Zadanie 1:
Oceń, czy poniższe stwierdzenia zgadzają się z fragmentem o testach F1, i przy każdym podaj rozstrzygające słowa tekstu w dokładnym brzmieniu. (a) Pożar w bolidzie Latifiego objął przednią część pojazdu. (b) Bolid Bottasa zatrzymał się na torze z powodu usterki układu hydraulicznego. (c) Kevin Magnussen miał styczność z bolidem F1 po raz pierwszy od ponad roku.
Zadanie 2:
Wymień wszystkich kierowców, których imiona i nazwiska pojawiają się we fragmencie o testach F1.
Zadanie 3:
Przepisz z fragmentu o testach F1 odcinek od słów „Do przerwy najszybszym” aż po słowa „do ich pakietu.”.

Wybrany fragment:
★ ★ ★

Jedynym zespołem, który legitymował się mniejszą liczbą przejechanych kilometrów, był Williams, który zakończył dzisiejsze zmagania po ledwie 90 minutach od rozpoczęcia sesji. Powodem był pożar w bolidzie prowadzonym przez Nicholasa Latifiego.

Tył bolidu ogarnęły płomienie, a Kanadyjczyk zatrzymał się w trzecim sektorze. Ogień wydawał się być sporym problemem dla porządkowych, którzy musieli się nagłowić przy jego opanowaniu.

Ostatecznie zespół ogłosił, że incydent nie był tak groźny, jak mogły wskazywać na to obrazki z relacji telewizyjnej. Bolid nie nadawał się jednak do dalszej jazdy i ekipa podjęła decyzję o rezygnacji z dalszej "zabawy" drugiego dnia testów:

- Po pierwszych analizach wygląda na to, że problem, który wywołał pożar, nie był duży. Wyglądało to dość dramatycznie, ale nie było takie, jak może sugerować nagranie. Ogień uszkodził jednak tył bolidu, a zespół musi to naprawić. Zmienimy nasz plan jazd, gdy ocenimy, ile pracy mamy do wykonania.

Latifi nie był jedynym kierowcą, którego "przygoda" zmusiła sędziów do przerwania sesji czerwoną flagą. Niedługo później na torze zatrzymała się Alfa Romeo Valtteriego Bottasa, a kierowcy ponownie opuścili tor. Fin powiedział później, że powodem okazała się usterka układu hydraulicznego.

Następną czerwoną flagę wywołała... kontrola wyścigu. Testowała ona procedurę startu wspólnego po takiej neutralizacji. Ta procedura powtórzyła się dziś jeszcze podczas popołudniowej sesji. 

Do przerwy najszybszym zawodnikiem na torze był Esteban Ocon, który na drugiej najmiększej mieszance pokonał okrążenie toru w 1:34,276. W międzyczasie okazało się, że McLaren oczekuje na dostawę z Anglii. Brak niezbędnych części miał być głównym powodem braku dłuższych przejazdów. 

Po wznowieniu sesji w garażu zespołu z Woking mechanicy pracowali intensywnie przy przedniej sekcji bolidu, a czas nieubłaganie uciekał. Wzmożony ruch był też zauważalny w szeregach Red Bulla. Według plotek, które potwierdził m.in. Sergio Perez, "Byki" przygotowują na sobotnie zajęcia pakiet bliżej nieznanych publice poprawek, które mogą wnieść sporo do ich pakietu. 

Niektóre stajnie zdecydowały się zamienić zawodników na dalszą część testów. Najnowszą konstrukcję na sezon 2022 po raz pierwszy mógł sprawdzić Kevin Magnussen, dla którego była to pierwsza styczność z bolidem F1 od ponad roku. Duńczyk spędził pierwsze okrążenia na zaznajomieniu się ze swoim nowym pojazdem.

★ ★ ★

[Dane wyodrębnione ze zbioru]
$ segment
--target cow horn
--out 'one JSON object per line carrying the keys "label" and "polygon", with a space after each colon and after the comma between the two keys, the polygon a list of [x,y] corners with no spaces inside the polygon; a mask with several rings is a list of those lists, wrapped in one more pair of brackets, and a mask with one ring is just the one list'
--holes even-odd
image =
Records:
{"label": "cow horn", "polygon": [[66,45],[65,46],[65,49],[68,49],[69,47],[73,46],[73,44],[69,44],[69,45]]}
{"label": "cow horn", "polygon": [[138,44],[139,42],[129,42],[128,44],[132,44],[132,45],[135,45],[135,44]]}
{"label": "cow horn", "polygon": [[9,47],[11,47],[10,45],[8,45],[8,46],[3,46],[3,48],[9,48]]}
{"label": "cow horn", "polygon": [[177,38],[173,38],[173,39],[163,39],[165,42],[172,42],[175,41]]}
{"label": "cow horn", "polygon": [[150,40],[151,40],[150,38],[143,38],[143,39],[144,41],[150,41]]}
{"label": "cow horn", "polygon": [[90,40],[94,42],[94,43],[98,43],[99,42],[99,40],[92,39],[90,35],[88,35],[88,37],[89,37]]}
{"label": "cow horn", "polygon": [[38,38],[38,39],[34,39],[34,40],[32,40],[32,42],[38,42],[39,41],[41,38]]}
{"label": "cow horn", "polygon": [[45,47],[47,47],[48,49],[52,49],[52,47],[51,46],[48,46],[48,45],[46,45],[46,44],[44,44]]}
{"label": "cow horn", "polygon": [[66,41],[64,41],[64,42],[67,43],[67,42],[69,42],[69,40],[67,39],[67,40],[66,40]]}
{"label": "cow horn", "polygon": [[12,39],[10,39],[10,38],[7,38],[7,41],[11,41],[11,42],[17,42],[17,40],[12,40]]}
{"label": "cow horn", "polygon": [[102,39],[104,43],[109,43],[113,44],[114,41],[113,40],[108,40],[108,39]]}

★ ★ ★

Wynik zadania 1:
(a) Nie: „Tył bolidu ogarnęły płomienie”.
(b) Tak: „Fin powiedział później, że powodem okazała się usterka układu hydraulicznego.”
(c) Tak: „dla którego była to pierwsza styczność z bolidem F1 od ponad roku”.

Wynik zadania 2:
Nicholas Latifi, Valtteri Bottas, Esteban Ocon, Sergio Perez, Kevin Magnussen

Wynik zadania 3:
Do przerwy najszybszym zawodnikiem na torze był Esteban Ocon, który na drugiej najmiększej mieszance pokonał okrążenie toru w 1:34,276. W międzyczasie okazało się, że McLaren oczekuje na dostawę z Anglii. Brak niezbędnych części miał być głównym powodem braku dłuższych przejazdów. 

Po wznowieniu sesji w garażu zespołu z Woking mechanicy pracowali intensywnie przy przedniej sekcji bolidu, a czas nieubłaganie uciekał. Wzmożony ruch był też zauważalny w szeregach Red Bulla. Według plotek, które potwierdził m.in. Sergio Perez, "Byki" przygotowują na sobotnie zajęcia pakiet bliżej nieznanych publice poprawek, które mogą wnieść sporo do ich pakietu.